§ 阅读短文:
>>>

出院之后,她除了体型日渐消瘦,精神面貌倒似有了非常大的变化。她给我们提了两个要求:一是继续帮我们带孩子,空闲时回到老家打理她的上百棵枇杷树、樱桃树;二是不吃西药,她要遍寻江湖郎中,吃民间流传的抗癌草药。

我知道,岳母不愿意我们把她当病人看待,她不想每天无所事事地被关在屋子里。岳母从小没有上过一天学,但头脑机灵,手脚麻利,勤劳能干,是一个闲不下来的人。在乡下老家,除了庄稼畜生,蔬菜果树也是她的拿手活。她经常说:如果我不劳动,没有病都要养出病来!

因为文化浅薄,对于“食道癌”的认识也不深,她一直认为是“淋巴结”病——因为手术之后,她的颈部右边就一直有个肿瘤无法消除——这从某种程度上消除了她对这个病的恐惧,消除了心理压力。

岳母的要求,是不需要我们“回复”的,因为生活中她就是一个比较固执的人。有几次,我们看着她进食确实非常困难,便动员她到医院里复查一次,她马上就激动了:我的病情我清楚,你们不要骗我进医院再弄一刀,我受不了那个罪!估计,长时间反复的放化疗,已经给她留下了心理阴影。

接下来的日子里,周一至周五,她准时为我们接送儿子,料理家务;周末我们双休,她又转移阵地,回到乡下老家的一亩三分地里种植蔬菜,打理果园,以至于邻居嬢嬢都要劝她几句:哎呀,你的癌症就好了啊,还有精力来整这些,休息休息不好吗?她立马响亮地回答:我不是癌症,是淋巴结病,并且已经好了。你看我现在精神好、身体好,饭也吃得去,像有病的人吗?有次我回乡下刚好听到她和一个邻居的对话,心里顿时难过不已。但是她的决定我怎么改变得了呢?如果让她像个病人一样什么都不做,也许病情会恶化得更快。

在我的记忆中,岳母癌症手术之后吃的第一种草药就是白花蛇舌草。那是有一次,她的喉咙肿起来之后,水都吞不下去了,她才在我们的劝说下,来到一个她稍微信任点的乡村诊所去输液消炎,那个医生无意中说百花蛇草也可以抗癌,她就牢记在心,并一直在那个诊所购买这种草药。

<<<

§ 任务要求:
根据阅读短文回答：
(a) 岳母出院后提出的第二个要求是什么？
(b) 岳母一直认为自己得的是什么病？
(c) 岳母癌症手术之后吃的第一种草药是什么？

数据集记录
>>>

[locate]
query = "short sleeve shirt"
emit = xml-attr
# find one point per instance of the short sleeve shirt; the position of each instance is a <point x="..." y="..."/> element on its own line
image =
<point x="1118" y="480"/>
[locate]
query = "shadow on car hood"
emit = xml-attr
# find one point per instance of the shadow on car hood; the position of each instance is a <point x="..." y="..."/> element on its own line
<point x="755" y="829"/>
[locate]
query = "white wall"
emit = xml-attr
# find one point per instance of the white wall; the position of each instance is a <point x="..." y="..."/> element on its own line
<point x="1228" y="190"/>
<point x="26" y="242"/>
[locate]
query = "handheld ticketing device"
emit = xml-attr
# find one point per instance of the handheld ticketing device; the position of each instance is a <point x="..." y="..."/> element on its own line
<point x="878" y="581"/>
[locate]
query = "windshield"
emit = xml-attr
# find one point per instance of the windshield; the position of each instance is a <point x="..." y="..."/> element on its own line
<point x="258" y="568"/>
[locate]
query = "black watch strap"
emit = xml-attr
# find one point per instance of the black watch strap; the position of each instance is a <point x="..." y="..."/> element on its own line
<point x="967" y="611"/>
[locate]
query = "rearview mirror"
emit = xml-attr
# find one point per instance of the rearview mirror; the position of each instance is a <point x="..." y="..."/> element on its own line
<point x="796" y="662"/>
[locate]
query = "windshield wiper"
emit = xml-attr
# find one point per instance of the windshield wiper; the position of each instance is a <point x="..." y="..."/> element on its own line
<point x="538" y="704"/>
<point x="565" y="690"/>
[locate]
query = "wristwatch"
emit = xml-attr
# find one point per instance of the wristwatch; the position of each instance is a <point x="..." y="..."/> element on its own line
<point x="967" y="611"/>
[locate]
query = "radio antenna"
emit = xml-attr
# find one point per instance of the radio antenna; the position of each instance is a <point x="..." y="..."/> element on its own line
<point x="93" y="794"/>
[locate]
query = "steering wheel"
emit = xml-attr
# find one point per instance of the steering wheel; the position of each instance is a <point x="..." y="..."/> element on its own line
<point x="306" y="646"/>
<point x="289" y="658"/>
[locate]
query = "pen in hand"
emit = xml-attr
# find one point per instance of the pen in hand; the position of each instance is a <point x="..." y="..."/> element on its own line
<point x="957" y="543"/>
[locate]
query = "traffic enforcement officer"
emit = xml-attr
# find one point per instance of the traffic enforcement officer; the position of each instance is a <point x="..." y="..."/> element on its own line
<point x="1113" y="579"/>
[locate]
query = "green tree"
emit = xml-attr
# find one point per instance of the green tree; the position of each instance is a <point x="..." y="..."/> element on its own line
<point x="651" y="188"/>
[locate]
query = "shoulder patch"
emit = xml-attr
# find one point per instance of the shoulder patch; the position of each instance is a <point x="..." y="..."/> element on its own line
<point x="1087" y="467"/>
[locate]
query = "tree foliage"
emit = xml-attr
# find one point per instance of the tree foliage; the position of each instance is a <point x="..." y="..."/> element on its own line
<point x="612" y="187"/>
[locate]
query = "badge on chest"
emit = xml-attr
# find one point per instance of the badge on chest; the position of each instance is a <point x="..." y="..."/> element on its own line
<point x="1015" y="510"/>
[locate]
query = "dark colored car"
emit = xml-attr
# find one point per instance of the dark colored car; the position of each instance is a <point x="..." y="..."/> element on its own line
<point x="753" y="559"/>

<<<

§ 参考答案:
(a) 不吃西药，遍寻江湖郎中，吃民间流传的抗癌草药。
(b) 淋巴结病。
(c) 白花蛇舌草。